_Recorded information_

===============

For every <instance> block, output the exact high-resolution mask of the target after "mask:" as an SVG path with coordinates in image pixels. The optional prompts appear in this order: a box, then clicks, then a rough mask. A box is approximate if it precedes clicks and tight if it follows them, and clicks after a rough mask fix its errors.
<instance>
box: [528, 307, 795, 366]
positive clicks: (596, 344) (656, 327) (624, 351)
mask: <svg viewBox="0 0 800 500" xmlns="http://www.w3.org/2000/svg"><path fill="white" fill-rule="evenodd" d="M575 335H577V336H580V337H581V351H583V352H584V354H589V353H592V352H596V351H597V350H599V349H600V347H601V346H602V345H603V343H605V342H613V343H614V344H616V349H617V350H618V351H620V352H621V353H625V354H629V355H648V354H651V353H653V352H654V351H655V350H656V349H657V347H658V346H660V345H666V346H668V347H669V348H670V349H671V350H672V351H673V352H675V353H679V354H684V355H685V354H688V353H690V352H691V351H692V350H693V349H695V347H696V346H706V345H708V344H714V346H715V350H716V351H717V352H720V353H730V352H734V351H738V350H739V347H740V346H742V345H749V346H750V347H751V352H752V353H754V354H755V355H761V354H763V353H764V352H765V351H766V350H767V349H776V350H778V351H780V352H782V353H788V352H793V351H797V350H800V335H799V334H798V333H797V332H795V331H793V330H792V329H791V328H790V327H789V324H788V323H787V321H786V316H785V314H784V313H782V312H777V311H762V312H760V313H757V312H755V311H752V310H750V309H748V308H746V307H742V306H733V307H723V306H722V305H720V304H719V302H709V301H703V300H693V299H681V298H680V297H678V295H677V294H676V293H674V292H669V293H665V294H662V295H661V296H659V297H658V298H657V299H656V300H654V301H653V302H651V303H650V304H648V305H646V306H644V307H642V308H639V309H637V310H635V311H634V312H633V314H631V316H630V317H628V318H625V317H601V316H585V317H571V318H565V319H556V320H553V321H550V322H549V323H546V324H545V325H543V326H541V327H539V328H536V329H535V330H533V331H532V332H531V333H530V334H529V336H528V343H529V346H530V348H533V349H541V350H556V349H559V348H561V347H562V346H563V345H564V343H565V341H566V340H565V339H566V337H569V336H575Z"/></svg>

===============

_What is expected_
Each line of the data above containing the string "instance" is to be copied.

_Task answer_
For every <instance> block, output the exact high-resolution mask of the target after "mask:" as an SVG path with coordinates in image pixels. The optional prompts appear in this order: a box, then clicks, then a rough mask. A box is approximate if it precedes clicks and tight if it follows them, and clicks after a rough mask fix its errors.
<instance>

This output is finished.